Geselecteerd fragment:
======

Het eerste jaar werden al meerdere rassenvergelijkingen gedaan met meloenen en komkommers, werden asperges gepoot, fruitbomen geplant en werden er proeven gedaan met spinazie, aardbeien, radijs en dunsel. Tomatenrassen werden getest en vergeleken in een kleine loden kas. En ook met het druivenras Gros Colman werden proeven gedaan. Dat jaar werden meteen al eerste prijzen gewonnen voor meloenen, komkommers en peulvruchten bij een tentoonstelling in Amsterdam. In 1903 stond in het jaarverslag dat aangetoond is dat met het gebruik van kunstmest goede komkommers en meloenen kunnen worden geteeld. In 1909 werden experimenten uitgevoerd met het gebruik van elektrische straling. Het resultaat op de gewassen was nihil dus werd het experiment snel gestopt.[3] Het jaar werd afgesloten met een batig slot van 85,67 gulden. In het jaar erop werd de proeven uitgebreid met witlof, artisjokken, schorseneren, narcissen en perziken.

In 1910 werd een warenhuis gebouwd voor experimenten met de tomatenteelt. Er kwam een verwarmingsinstallatie, een serre en een waterleiding met een watertoren. Daarnaast werd een eerste innovatieve proef gedaan met assimilatiebelichting. Een experiment met grondverwarming op de teelt van komkommer, meloen, asperge en postelein werd een groot succes. De grond werd verwarmd met een aangeschaft stoomketeltje waarmee stoom met drainkokers in de grond werd gebracht. De proeftuin was een groot succes en het werd druk bezocht. Bezoekers kwamen vanuit het hele land. Een notabele onder de bezoekers was Koningin Wilhelmina die de tuin tweemaal bezocht.[4]

Men wilde de proeftuin moderniseren met het uitbreiden van het glasareaal en de verwarmingsinstallaties maar vanwege het uitbreken van de Eerste Wereldoorlog ging dit niet door. Er heerste pessimisme in de tuinbouwsector. Opbrengsten van tuinbouwproducten namen af terwijl kosten waaronder die van brandstof toenamen.[5] Gedurende die jaren werden weinig proeven uitgevoerd door een tekort aan brandstof en kunstmest.

======

Broninformatie:
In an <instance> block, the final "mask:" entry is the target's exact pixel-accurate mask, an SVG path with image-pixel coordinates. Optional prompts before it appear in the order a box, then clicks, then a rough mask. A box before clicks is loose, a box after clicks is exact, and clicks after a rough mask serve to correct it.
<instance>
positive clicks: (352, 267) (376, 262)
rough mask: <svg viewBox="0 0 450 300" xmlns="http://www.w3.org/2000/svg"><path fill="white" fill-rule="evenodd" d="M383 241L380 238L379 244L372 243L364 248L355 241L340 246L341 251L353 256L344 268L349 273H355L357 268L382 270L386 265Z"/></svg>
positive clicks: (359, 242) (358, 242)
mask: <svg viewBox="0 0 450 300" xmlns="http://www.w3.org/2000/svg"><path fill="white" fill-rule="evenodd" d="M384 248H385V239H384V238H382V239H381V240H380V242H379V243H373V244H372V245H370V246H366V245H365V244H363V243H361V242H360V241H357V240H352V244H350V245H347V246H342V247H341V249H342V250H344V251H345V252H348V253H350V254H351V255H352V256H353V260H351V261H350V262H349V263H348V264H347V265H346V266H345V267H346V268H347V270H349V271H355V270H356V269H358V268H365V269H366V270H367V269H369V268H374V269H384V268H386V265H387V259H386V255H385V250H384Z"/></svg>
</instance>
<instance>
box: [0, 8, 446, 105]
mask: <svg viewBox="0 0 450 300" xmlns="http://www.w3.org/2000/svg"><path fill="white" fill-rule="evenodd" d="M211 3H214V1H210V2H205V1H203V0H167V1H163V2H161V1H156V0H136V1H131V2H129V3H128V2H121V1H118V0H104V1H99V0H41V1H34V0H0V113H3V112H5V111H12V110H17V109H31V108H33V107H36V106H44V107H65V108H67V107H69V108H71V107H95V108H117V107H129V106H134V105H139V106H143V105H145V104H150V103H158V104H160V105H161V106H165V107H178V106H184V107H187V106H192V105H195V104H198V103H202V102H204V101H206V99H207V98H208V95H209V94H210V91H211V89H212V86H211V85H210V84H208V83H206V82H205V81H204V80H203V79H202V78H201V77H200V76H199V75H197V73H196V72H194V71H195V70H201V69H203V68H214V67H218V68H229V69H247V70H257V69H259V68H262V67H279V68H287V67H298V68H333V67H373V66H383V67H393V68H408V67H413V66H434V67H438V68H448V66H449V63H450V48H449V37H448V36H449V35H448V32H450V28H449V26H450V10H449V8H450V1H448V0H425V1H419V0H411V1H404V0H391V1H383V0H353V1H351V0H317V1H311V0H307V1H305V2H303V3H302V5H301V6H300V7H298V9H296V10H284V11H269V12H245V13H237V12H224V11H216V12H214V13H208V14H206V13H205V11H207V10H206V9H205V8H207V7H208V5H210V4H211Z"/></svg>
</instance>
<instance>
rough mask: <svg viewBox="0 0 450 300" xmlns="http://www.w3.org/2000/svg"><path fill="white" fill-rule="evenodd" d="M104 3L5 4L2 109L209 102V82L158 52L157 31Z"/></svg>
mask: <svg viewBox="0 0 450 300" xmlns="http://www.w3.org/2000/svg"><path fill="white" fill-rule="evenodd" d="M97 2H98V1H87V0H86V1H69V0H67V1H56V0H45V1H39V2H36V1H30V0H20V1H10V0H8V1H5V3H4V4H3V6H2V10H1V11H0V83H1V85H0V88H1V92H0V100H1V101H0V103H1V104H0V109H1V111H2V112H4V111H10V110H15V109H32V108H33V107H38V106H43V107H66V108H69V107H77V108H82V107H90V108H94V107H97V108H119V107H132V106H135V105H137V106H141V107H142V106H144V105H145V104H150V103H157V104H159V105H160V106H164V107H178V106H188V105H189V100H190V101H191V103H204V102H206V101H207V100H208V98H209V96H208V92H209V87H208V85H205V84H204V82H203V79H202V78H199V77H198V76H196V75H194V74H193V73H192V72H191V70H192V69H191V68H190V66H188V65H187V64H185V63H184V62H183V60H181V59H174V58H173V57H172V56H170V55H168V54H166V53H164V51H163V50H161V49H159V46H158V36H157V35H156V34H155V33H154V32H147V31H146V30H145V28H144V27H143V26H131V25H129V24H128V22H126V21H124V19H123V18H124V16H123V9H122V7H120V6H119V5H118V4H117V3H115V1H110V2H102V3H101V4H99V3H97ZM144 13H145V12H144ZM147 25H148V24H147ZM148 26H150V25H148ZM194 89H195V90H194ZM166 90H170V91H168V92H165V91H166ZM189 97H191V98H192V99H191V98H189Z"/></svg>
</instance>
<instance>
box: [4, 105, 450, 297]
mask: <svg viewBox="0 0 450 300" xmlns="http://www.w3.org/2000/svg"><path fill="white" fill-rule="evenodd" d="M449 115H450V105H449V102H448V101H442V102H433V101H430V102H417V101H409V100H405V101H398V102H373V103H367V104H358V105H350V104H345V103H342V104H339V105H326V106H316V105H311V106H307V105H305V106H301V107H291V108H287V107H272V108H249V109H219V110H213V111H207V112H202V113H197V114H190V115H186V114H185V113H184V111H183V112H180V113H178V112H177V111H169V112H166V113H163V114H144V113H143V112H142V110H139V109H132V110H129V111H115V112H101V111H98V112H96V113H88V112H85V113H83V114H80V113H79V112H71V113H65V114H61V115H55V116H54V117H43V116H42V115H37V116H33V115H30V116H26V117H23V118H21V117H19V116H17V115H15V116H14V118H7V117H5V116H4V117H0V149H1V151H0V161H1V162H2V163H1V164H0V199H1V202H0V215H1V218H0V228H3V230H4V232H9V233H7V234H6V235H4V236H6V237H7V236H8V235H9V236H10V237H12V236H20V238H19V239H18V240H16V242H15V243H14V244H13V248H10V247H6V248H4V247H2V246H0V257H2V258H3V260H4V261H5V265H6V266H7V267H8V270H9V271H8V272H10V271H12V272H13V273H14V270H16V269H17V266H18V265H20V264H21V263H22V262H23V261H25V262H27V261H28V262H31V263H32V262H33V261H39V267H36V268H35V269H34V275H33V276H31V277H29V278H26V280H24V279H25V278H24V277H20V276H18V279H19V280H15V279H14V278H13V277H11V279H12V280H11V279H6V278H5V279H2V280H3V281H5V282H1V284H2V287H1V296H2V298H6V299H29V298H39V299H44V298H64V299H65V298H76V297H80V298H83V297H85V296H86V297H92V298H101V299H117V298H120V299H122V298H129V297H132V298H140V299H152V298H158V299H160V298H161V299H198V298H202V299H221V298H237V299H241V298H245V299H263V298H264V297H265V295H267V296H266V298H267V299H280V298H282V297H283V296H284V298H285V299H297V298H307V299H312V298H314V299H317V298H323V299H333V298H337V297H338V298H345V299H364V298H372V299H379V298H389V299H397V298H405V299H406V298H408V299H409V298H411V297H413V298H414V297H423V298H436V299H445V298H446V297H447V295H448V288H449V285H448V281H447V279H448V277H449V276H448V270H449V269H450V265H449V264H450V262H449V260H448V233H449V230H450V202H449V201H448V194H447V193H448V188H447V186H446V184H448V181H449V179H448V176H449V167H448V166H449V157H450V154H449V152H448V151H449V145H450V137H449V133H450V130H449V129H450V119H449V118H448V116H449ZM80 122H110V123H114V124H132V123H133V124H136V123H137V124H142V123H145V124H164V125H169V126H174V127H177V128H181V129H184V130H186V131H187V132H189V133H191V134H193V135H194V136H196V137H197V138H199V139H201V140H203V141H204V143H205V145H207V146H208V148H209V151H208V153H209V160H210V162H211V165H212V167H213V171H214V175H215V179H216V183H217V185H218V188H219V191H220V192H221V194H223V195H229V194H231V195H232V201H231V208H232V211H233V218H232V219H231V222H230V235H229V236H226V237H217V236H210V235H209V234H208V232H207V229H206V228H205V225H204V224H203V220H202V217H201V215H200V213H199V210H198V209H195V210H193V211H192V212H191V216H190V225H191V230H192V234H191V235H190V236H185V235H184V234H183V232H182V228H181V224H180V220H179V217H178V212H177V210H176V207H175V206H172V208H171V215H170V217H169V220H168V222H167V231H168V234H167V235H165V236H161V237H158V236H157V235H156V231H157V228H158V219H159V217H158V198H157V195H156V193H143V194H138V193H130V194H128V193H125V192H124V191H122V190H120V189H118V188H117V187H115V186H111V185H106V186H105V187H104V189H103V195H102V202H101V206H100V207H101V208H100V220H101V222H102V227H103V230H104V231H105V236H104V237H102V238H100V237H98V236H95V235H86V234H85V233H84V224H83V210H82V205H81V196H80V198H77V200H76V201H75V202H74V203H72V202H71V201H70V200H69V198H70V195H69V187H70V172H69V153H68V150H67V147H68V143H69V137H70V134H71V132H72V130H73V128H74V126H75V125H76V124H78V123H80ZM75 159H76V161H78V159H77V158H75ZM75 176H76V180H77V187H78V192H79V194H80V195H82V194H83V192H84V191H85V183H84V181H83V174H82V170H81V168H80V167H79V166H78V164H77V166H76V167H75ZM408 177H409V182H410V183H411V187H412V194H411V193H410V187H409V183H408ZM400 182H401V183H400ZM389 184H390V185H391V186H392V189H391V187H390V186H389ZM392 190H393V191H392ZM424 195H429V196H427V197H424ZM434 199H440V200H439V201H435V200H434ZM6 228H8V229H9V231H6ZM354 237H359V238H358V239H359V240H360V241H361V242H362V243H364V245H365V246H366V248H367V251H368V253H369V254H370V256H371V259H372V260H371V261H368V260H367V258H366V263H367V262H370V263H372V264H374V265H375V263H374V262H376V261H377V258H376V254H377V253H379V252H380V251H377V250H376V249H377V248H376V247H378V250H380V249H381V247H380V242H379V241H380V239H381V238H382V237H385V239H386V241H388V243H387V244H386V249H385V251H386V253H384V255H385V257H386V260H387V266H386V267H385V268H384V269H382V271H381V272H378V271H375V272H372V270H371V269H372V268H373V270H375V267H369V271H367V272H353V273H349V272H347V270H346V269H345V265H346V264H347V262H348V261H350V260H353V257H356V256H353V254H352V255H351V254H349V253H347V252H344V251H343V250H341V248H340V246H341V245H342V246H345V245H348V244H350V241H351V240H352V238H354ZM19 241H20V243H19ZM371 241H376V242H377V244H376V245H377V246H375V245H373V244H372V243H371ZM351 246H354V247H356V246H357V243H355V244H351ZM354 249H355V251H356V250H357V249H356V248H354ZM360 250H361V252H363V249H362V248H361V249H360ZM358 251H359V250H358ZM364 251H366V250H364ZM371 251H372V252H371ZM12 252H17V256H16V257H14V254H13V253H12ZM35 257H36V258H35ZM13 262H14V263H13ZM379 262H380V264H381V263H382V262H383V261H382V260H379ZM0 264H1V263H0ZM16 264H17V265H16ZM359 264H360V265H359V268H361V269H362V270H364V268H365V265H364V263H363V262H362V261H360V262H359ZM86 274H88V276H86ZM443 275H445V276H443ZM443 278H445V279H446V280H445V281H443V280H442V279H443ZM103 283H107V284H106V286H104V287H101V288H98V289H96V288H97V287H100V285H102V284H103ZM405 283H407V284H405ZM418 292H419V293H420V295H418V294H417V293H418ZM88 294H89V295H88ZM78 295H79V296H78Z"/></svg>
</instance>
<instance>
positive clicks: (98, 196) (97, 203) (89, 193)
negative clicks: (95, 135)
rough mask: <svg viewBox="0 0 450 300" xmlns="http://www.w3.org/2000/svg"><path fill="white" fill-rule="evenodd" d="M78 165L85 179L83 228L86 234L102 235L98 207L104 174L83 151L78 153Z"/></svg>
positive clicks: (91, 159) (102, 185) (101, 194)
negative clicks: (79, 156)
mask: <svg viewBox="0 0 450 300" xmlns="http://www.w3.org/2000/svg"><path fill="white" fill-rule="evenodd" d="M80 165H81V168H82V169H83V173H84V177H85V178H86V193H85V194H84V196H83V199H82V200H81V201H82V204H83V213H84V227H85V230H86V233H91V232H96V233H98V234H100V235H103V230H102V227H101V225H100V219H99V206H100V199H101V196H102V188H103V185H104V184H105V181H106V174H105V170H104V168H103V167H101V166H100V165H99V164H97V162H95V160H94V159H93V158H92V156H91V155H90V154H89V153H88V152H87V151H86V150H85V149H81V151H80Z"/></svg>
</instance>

======

Uit te voeren werk:
1. Bewerk in het fragment over de proeftuin het stuk dat opent met de woorden "Men wilde de" en sluit met "brandstof en kunstmest.": geef het opnieuw weer en vervang daarbij "pessimisme" door "somberheid".
2. Waarmee werd volgens het fragment over de proeftuin de grond verwarmd bij het experiment met grondverwarming?

Antwoorden:
1.
Men wilde de proeftuin moderniseren met het uitbreiden van het glasareaal en de verwarmingsinstallaties maar vanwege het uitbreken van de Eerste Wereldoorlog ging dit niet door. Er heerste somberheid in de tuinbouwsector. Opbrengsten van tuinbouwproducten namen af terwijl kosten waaronder die van brandstof toenamen.[5] Gedurende die jaren werden weinig proeven uitgevoerd door een tekort aan brandstof en kunstmest.

2. Met een aangeschaft stoomketeltje, waarmee stoom via drainkokers in de grond werd gebracht.